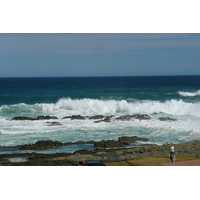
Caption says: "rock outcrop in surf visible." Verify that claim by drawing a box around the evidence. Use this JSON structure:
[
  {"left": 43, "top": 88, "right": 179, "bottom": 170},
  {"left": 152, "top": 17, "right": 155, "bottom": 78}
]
[{"left": 11, "top": 114, "right": 177, "bottom": 123}]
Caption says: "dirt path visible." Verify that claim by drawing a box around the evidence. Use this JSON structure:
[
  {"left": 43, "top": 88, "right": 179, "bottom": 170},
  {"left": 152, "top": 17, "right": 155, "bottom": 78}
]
[{"left": 165, "top": 160, "right": 200, "bottom": 166}]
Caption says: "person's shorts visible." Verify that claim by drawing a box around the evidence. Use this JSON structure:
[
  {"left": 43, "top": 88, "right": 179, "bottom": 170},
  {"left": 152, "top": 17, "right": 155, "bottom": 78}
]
[{"left": 170, "top": 152, "right": 175, "bottom": 159}]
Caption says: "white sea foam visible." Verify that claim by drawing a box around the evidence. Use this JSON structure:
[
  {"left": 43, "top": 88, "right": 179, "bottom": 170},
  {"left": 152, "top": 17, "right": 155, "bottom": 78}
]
[
  {"left": 38, "top": 98, "right": 200, "bottom": 117},
  {"left": 1, "top": 98, "right": 200, "bottom": 118},
  {"left": 178, "top": 90, "right": 200, "bottom": 97},
  {"left": 1, "top": 98, "right": 200, "bottom": 147}
]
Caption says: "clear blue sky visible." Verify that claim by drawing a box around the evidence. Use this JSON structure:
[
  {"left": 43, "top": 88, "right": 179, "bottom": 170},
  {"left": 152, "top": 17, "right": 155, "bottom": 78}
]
[{"left": 0, "top": 33, "right": 200, "bottom": 77}]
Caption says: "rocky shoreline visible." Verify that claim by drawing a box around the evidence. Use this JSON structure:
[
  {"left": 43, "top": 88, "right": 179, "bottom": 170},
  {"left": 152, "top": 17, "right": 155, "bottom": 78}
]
[
  {"left": 10, "top": 114, "right": 178, "bottom": 126},
  {"left": 1, "top": 136, "right": 200, "bottom": 166},
  {"left": 1, "top": 114, "right": 197, "bottom": 166}
]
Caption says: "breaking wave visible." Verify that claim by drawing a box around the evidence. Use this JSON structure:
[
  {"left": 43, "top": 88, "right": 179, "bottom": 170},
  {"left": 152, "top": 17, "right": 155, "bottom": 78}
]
[
  {"left": 1, "top": 98, "right": 200, "bottom": 118},
  {"left": 178, "top": 90, "right": 200, "bottom": 97},
  {"left": 39, "top": 98, "right": 200, "bottom": 117}
]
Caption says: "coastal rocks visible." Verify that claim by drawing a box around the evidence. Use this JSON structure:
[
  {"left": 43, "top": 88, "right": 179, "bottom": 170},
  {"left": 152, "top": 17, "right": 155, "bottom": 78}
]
[
  {"left": 93, "top": 136, "right": 149, "bottom": 148},
  {"left": 94, "top": 140, "right": 123, "bottom": 148},
  {"left": 159, "top": 117, "right": 177, "bottom": 122},
  {"left": 46, "top": 122, "right": 62, "bottom": 126},
  {"left": 12, "top": 116, "right": 36, "bottom": 121},
  {"left": 94, "top": 114, "right": 151, "bottom": 123},
  {"left": 115, "top": 114, "right": 151, "bottom": 121},
  {"left": 115, "top": 115, "right": 134, "bottom": 121},
  {"left": 36, "top": 116, "right": 58, "bottom": 120},
  {"left": 12, "top": 115, "right": 58, "bottom": 121},
  {"left": 67, "top": 154, "right": 102, "bottom": 163},
  {"left": 63, "top": 115, "right": 85, "bottom": 120},
  {"left": 63, "top": 141, "right": 94, "bottom": 145},
  {"left": 118, "top": 136, "right": 149, "bottom": 145},
  {"left": 2, "top": 140, "right": 200, "bottom": 166},
  {"left": 94, "top": 116, "right": 113, "bottom": 123},
  {"left": 18, "top": 140, "right": 63, "bottom": 150},
  {"left": 133, "top": 114, "right": 151, "bottom": 120},
  {"left": 5, "top": 136, "right": 150, "bottom": 151},
  {"left": 89, "top": 115, "right": 105, "bottom": 120},
  {"left": 71, "top": 115, "right": 85, "bottom": 120},
  {"left": 11, "top": 114, "right": 178, "bottom": 124}
]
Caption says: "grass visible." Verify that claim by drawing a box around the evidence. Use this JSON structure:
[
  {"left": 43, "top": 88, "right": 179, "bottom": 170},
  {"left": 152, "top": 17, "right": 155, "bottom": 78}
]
[{"left": 106, "top": 155, "right": 199, "bottom": 166}]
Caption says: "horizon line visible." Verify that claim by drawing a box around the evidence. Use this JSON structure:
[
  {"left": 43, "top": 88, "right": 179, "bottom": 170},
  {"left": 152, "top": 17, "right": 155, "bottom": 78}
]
[{"left": 0, "top": 74, "right": 200, "bottom": 79}]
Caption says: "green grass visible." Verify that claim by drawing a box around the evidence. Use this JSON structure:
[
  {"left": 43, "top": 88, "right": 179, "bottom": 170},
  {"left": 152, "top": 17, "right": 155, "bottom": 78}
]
[{"left": 106, "top": 155, "right": 199, "bottom": 166}]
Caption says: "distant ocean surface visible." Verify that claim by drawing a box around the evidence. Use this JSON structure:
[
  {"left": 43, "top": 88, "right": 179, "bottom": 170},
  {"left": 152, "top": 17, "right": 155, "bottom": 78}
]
[{"left": 1, "top": 76, "right": 200, "bottom": 153}]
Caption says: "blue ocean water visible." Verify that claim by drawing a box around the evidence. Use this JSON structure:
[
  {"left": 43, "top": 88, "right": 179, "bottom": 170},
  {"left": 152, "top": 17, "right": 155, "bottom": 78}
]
[{"left": 1, "top": 76, "right": 200, "bottom": 153}]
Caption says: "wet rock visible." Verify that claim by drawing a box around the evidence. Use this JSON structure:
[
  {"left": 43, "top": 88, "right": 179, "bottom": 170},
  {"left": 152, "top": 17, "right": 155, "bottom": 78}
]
[
  {"left": 94, "top": 116, "right": 113, "bottom": 123},
  {"left": 94, "top": 120, "right": 102, "bottom": 123},
  {"left": 11, "top": 116, "right": 59, "bottom": 121},
  {"left": 102, "top": 116, "right": 112, "bottom": 122},
  {"left": 115, "top": 114, "right": 151, "bottom": 121},
  {"left": 18, "top": 140, "right": 63, "bottom": 150},
  {"left": 71, "top": 115, "right": 85, "bottom": 120},
  {"left": 118, "top": 136, "right": 149, "bottom": 144},
  {"left": 89, "top": 115, "right": 105, "bottom": 120},
  {"left": 159, "top": 117, "right": 177, "bottom": 122},
  {"left": 133, "top": 114, "right": 151, "bottom": 120},
  {"left": 46, "top": 122, "right": 62, "bottom": 126},
  {"left": 94, "top": 140, "right": 123, "bottom": 148},
  {"left": 62, "top": 116, "right": 72, "bottom": 119},
  {"left": 115, "top": 115, "right": 135, "bottom": 121},
  {"left": 36, "top": 116, "right": 58, "bottom": 120},
  {"left": 63, "top": 115, "right": 85, "bottom": 120},
  {"left": 12, "top": 116, "right": 36, "bottom": 121}
]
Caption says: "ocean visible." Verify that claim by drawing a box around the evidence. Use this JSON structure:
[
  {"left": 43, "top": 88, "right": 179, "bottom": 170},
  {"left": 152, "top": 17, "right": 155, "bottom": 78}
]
[{"left": 1, "top": 76, "right": 200, "bottom": 154}]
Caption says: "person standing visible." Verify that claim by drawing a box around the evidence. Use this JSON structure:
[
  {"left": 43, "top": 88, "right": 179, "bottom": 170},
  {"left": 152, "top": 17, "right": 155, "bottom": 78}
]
[{"left": 170, "top": 145, "right": 175, "bottom": 166}]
☆ ☆ ☆ ☆
§ Assignment:
Given the entries above, say how many lines include the word "ocean", and write nothing besides the number.

§ Solution to the exercise:
3